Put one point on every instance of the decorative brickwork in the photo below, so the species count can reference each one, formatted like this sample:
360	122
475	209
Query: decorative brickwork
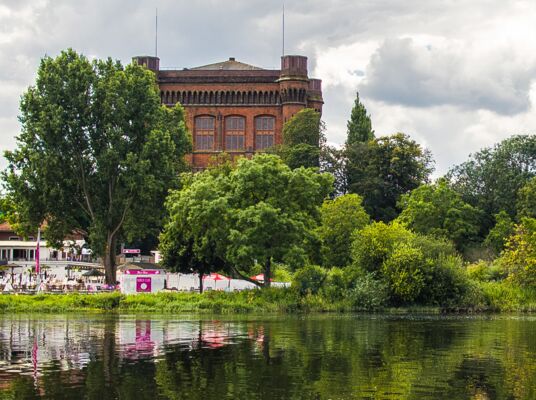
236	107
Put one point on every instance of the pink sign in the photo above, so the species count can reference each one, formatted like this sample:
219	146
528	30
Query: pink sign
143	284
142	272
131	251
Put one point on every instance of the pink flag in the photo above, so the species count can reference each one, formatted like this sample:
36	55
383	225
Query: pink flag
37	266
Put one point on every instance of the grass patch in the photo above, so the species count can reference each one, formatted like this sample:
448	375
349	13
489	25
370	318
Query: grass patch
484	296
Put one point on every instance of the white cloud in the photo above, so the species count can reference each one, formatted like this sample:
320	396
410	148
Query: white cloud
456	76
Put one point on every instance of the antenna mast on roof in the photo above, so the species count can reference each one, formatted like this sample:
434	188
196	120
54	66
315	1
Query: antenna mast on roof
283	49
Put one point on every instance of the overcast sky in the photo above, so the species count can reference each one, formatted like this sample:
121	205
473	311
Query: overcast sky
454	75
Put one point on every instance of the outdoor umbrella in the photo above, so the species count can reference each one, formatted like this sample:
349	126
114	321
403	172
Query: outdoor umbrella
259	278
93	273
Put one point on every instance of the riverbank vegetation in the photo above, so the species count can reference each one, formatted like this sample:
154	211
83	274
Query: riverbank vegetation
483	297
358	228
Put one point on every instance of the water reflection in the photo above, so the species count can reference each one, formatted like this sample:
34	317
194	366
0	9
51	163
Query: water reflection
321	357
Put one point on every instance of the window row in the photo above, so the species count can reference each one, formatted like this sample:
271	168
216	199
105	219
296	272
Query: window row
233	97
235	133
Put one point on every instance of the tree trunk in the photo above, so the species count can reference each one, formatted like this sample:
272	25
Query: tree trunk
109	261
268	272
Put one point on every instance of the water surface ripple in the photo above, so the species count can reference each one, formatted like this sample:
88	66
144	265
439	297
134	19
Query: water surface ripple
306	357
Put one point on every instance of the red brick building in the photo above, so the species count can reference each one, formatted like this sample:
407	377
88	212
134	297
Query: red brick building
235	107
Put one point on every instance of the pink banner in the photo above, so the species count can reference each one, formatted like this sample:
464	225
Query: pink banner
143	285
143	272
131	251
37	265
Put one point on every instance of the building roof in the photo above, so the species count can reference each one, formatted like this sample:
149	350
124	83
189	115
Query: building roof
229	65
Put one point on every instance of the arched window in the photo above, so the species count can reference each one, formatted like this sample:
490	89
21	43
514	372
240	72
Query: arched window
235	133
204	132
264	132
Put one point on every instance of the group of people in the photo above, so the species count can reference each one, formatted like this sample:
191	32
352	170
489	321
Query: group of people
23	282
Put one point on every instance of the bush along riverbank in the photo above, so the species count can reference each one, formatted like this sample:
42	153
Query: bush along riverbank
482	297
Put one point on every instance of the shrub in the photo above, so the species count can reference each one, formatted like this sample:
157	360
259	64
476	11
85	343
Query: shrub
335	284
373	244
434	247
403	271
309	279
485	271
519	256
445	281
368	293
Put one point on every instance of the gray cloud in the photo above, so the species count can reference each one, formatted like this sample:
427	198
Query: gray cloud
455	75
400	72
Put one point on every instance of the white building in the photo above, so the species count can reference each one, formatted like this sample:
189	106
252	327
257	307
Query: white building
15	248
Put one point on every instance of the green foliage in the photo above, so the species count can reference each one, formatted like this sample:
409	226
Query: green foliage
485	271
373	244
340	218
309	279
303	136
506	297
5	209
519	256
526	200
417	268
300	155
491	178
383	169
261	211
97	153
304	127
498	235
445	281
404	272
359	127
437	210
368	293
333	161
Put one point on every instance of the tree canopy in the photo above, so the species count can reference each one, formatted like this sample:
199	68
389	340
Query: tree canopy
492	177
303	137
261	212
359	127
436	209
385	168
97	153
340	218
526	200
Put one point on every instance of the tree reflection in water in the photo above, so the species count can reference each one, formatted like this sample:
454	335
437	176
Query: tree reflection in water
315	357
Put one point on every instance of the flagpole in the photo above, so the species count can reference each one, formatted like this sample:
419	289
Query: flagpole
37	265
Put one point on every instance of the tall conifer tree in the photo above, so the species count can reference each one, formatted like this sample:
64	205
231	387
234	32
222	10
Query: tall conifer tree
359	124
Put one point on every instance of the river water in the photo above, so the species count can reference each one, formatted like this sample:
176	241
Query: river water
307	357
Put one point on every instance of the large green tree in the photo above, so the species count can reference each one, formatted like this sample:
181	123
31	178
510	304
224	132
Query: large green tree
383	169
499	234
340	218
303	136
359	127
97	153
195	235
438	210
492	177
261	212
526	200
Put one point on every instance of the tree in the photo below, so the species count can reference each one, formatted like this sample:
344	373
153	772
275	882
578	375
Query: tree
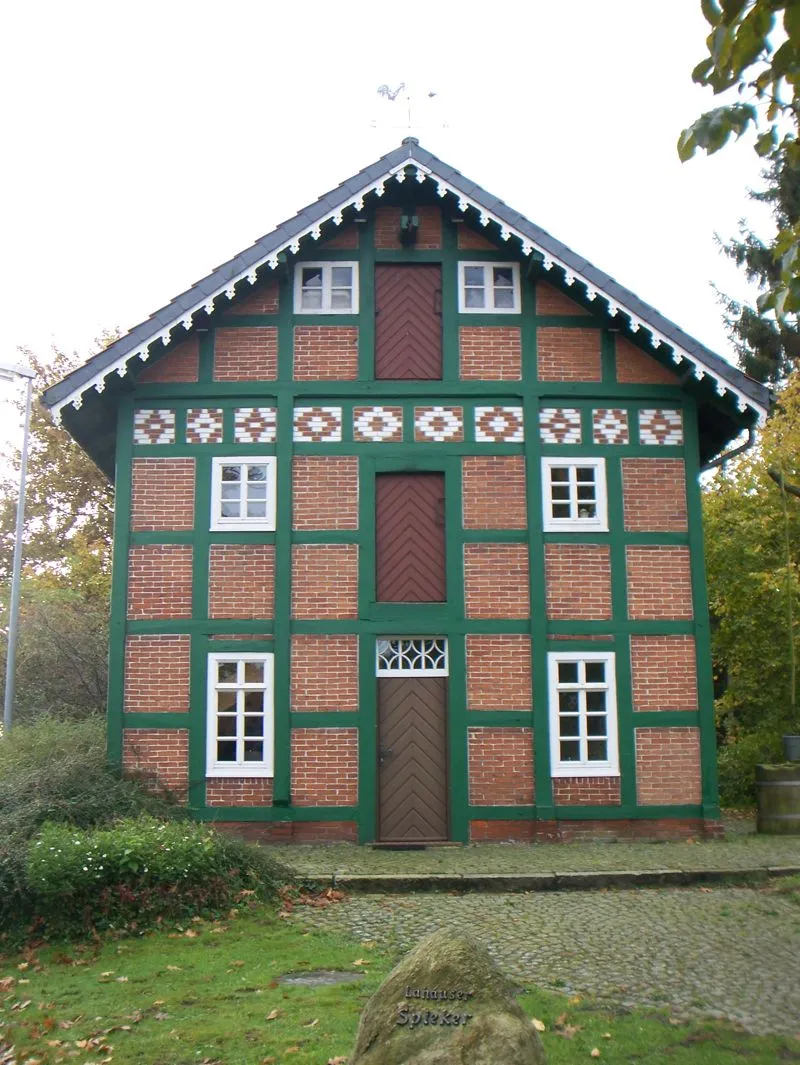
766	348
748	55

TO BE DONE: Switch "species count" to "site survey" wherever it occurs in the entries above, and reproduce all the entries with nothing else altered. Leave the pictures out.

REPLY:
Put one point on every instance of the decorative brickwork in the photo below, so the site survey can reference each one, formatted like this sample:
360	122
475	209
Query: decorative brickwork
236	107
Put one point on every instance of the pink sign in the photo above, so the site survey can reference each one, formatted like this sample:
219	146
528	30
Query: pink sign
143	284
142	272
131	251
Put one point on every instance of the pink flag in the photo above, so the site survey can reference each one, formatted like this sample:
36	55
383	225
Query: pink flag
37	266
Put one point on every instance of the grass patch in the photo above, so the site survey can reference each one, formatted like this sample:
448	375
349	13
489	25
370	318
Query: grass patch
484	296
Put one point on every instance of the white cloud in the photo above, so the site survey can reference each one, formatted like this sample:
320	396
410	148
Query: white cloud
456	76
Put one point on every instance of the antenna mast on roof in the photo above, so the site survey can reference each one, formatted like this sample:
434	188
196	120
54	66
315	1
Query: antenna mast on roof
283	49
Put one point on every instance of the overcast sky in the photo above, so the site survey can reference each one, formatted like this sample:
121	205
473	311
Query: overcast sky
454	75
Put one point on every instance of the outdoor umbrella in the photo above, so the site survey can reference each one, formatted like this sample:
349	126
114	321
403	172
Query: outdoor umbrella
259	278
93	273
Put one point on every instance of the riverbank vegetation in the photo above, so the site survey can reference each one, formatted like this sample:
154	211
83	274
Query: riverbank vegetation
483	297
358	228
Put one point on every instance of the water reflection in the photo above, so the site survey can reference each one, formatted like this sample:
34	317
194	366
0	9
51	163
Query: water reflection
321	357
Put one point on every instance of the window row in the photo above, so the site survey can reference each one, formatted like this sample:
271	168
216	199
105	219
296	272
Query: window row
233	97
235	133
Put one point on every instance of the tree trunk in the photo above, so the site survey can reference each one, formatted like this sample:
272	25
Query: tree trunk
109	261
268	272
Put one point on every instance of the water surface ripple in the photo above, so the site survey can reference each one, formatted like this sample:
88	66
144	265
439	297
134	19
Query: water surface ripple
306	357
Put one point on every instance of the red brick building in the photo above, so the site survey can reference each one, formatted like this sample:
407	377
88	212
134	297
Query: red brick building
235	107
Put one point on every instance of the pink banner in the photo above, so the site survey can reference each one, formatted like this sample:
464	225
Query: pink banner
143	285
143	272
131	251
37	265
Put one point on every instance of the building roof in the photo above, so the site survey can reference each one, formatted like this sample:
149	350
124	83
189	115
Query: building roof
229	65
Put one point on every instance of the arched window in the photo above, so the site survey can reference each one, formatted like this sample:
490	89
21	43
514	372
240	72
Query: arched window
235	133
204	132
264	132
Put one point on every instance of the group of people in the photo above, so the site survey can reference each one, formatted like this sample:
191	32
352	170
489	321
Query: group of people
23	282
Put one point on every instance of the bush along riverbank in the photo above, so the site survey can reference each one, formatted like this sample:
42	153
Query: bush along riverbank
482	297
Put one point on every instance of the shrub in the photo above, so the site survey can reference each one, formatted like this sample:
157	360
259	64
476	11
85	343
Query: shrub
335	284
373	244
434	247
403	271
309	279
485	271
519	256
445	281
368	293
Put one point on every instance of the gray cloud in the photo above, so the site survey can reference each one, formatted like this sample:
427	198
Query: gray cloud
455	75
400	72
Put one point on every instance of the white building in the photo above, so the site survey can reference each one, formatted like this sample:
189	106
252	327
257	307
Query: white building
15	248
Put one point on every instance of the green foliage in the photo above, so the site survey can reference each one, formatted like this sample:
409	226
Query: green foliage
485	271
373	244
340	218
309	279
303	136
506	297
5	209
519	256
526	200
417	268
300	155
491	178
383	169
261	211
97	153
304	127
498	235
445	281
404	272
359	127
437	210
368	293
333	161
Put one point on every instance of the tree canopy in the photo above, so the site survey can reference each one, formatted like this sample:
199	68
389	340
Query: tree canopy
492	177
303	137
261	212
359	127
436	209
385	168
97	153
340	218
526	200
Put one point on every instance of the tree reflection in water in the photo above, so the site survey can reference each one, formatted like this sample:
454	335
437	176
Query: tree reflection in water
315	357
Put one point on every instance of the flagpole in the photo above, so the site survey can reference each one, formatted like this sample:
419	289
Query: flagpole
37	265
Put one point on every instance of the tall conifer tree in the photo above, so the site survey can reference each one, formatted like this sample:
64	205
231	387
234	32
222	10
Query: tall conifer tree
359	124
Put one point on every instance of the river water in the photo above, so the site survey can reference each one, formatted like this sample:
176	241
Query: river water
307	357
Put one point on every instance of the large green tree in the photo above, so the site survey can reference each one, formatted like this sample:
181	123
31	178
510	304
224	132
Query: large green tree
383	169
499	234
340	218
303	136
359	127
97	153
195	235
438	210
492	177
261	212
526	200
Put one point on every instance of the tree in the photo below, so the site survey can reference each one, formatted like this sample:
344	373
153	772
275	882
578	375
Query: tree
766	348
748	55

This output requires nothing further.